Content starts

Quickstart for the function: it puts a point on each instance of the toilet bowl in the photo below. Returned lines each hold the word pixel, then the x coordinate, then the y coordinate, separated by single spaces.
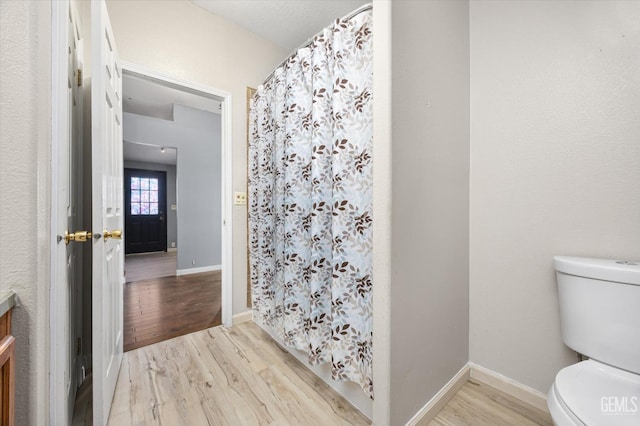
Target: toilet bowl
pixel 600 318
pixel 592 393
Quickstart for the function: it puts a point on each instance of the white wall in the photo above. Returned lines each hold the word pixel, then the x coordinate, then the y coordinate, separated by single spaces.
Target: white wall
pixel 555 167
pixel 430 204
pixel 25 114
pixel 180 39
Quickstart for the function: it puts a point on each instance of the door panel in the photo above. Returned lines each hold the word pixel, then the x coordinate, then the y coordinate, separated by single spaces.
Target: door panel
pixel 66 309
pixel 107 211
pixel 145 207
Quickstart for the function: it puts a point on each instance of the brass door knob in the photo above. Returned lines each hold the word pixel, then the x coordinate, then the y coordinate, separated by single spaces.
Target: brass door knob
pixel 80 236
pixel 116 234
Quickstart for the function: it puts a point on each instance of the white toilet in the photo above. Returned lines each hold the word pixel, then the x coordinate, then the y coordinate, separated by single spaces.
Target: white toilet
pixel 600 316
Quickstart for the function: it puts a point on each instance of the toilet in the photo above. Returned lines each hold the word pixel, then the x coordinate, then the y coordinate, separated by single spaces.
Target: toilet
pixel 600 318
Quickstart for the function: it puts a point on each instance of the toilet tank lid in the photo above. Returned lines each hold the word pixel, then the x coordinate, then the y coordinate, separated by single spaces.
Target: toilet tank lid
pixel 620 271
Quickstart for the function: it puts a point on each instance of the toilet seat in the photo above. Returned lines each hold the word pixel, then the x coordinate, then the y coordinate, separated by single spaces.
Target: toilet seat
pixel 592 393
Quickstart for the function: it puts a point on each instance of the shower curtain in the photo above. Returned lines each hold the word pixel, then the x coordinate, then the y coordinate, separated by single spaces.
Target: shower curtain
pixel 310 207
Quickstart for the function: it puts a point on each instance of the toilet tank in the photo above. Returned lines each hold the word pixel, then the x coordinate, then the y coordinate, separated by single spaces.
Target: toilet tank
pixel 600 309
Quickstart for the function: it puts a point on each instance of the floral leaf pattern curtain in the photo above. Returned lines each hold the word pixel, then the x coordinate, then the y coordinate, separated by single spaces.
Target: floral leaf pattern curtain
pixel 310 200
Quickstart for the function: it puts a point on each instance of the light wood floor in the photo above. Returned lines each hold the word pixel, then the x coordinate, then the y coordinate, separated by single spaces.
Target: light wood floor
pixel 477 404
pixel 161 308
pixel 150 265
pixel 223 376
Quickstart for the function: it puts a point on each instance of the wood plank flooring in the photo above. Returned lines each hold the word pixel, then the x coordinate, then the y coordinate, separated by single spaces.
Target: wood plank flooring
pixel 162 308
pixel 221 376
pixel 150 265
pixel 478 404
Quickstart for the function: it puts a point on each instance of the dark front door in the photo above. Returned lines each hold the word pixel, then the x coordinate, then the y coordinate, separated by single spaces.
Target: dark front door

Content ends

Work order ▸ Could you output all of the records exactly, without their pictures?

Answer for this exercise ▸
Quickstart for the function: it puts a point on each instance of the toilet bowl in the photo below. Returned lines each hold the word pixel, then the x coordinate, then the y coordinate, separated by single spaces.
Target: toilet bowl
pixel 600 318
pixel 592 393
Quickstart for the function: it puts a point on each instance of the white wall in the photo above. Returned lines each hold the word pixel, then the x coordinate, then the y coordinate, separated by single spaces.
Target: white wall
pixel 555 167
pixel 430 204
pixel 25 114
pixel 180 39
Quickstart for the function: it puts a point on each instance of the door panel in the photo above. Returned lines each hold the word pixel, then the x coordinate, then the y coordinate, separated by single spaces.
Target: door panel
pixel 66 309
pixel 107 211
pixel 145 207
Quickstart for the function: it puts a point on each instance of the brass door knob in the photo above. Returned lines each hold the word pixel, then the x coordinate, then the y coordinate, separated by single spaces.
Target: brass door knob
pixel 80 236
pixel 116 234
Quickstart for the function: it puts a point on each instance of the white toilet in the photo above. Returned lines each hold the word pixel, then the x coordinate, then the y coordinate, separated by single spaces.
Target: white toilet
pixel 600 316
Quickstart for the function: it puts a point on each instance of the toilet in the photo above. Returned lines each hold the word pixel, then the x coordinate, then the y coordinate, separated by single spaces.
Target: toilet
pixel 600 318
Quickstart for the function: it puts a point on each instance of the toilet tank lid in the photo above. Returned lines each hold the word pixel, then the x coordinate, then the y coordinate, separated by single spaces.
Target: toilet tank lid
pixel 620 271
Quickstart for the function: it puts a point on each instance of the toilet seat in the photo above. Returned lines each hold the word pixel, then the x coordinate, then the y coordinate, separated by single spaces.
Target: toilet seat
pixel 592 393
Quickstart for the function: it puts a point on each instance of the shower curtain in the photo above. Returned lines each hold the word pixel, then the x coordinate, then the y coordinate, separated by single spaces.
Target: shower curtain
pixel 310 207
Quickstart for the function: it puts a point on each instance of the toilet tank in the photo above. Returned lines each hold the word pixel, then the x coordinate, then the y coordinate, separated by single spaces.
Target: toilet tank
pixel 600 309
Quickstart for the function: it puts a point on each instance of the floral leaf pattern curtain in the photo above. Returned lines each hold the word pixel, then the x coordinate, then the y coordinate, separated by single spaces.
Target: floral leaf pattern curtain
pixel 310 200
Quickstart for the function: it puts a point on each instance of the light wood floor in the photo above. Returned lines each hold the word pixel, then the x coordinate, then the y coordinate, separated by single spaces.
Target: light wood floor
pixel 477 404
pixel 161 308
pixel 150 265
pixel 223 376
Quickstart for the function: it puts a point on each instance of the wood plank flooring in the photo above. Returned lines each hold the word pixel, then the x coordinate, then the y coordinate, separated by single spaces.
Target: wood plank flooring
pixel 162 308
pixel 221 376
pixel 150 265
pixel 478 404
Quickstart for the function: it puts a point on each instance of the dark front door in the photo above. Returned lines each hold the word pixel, then the x coordinate, then the y coordinate, separated by single spaces.
Target: dark front door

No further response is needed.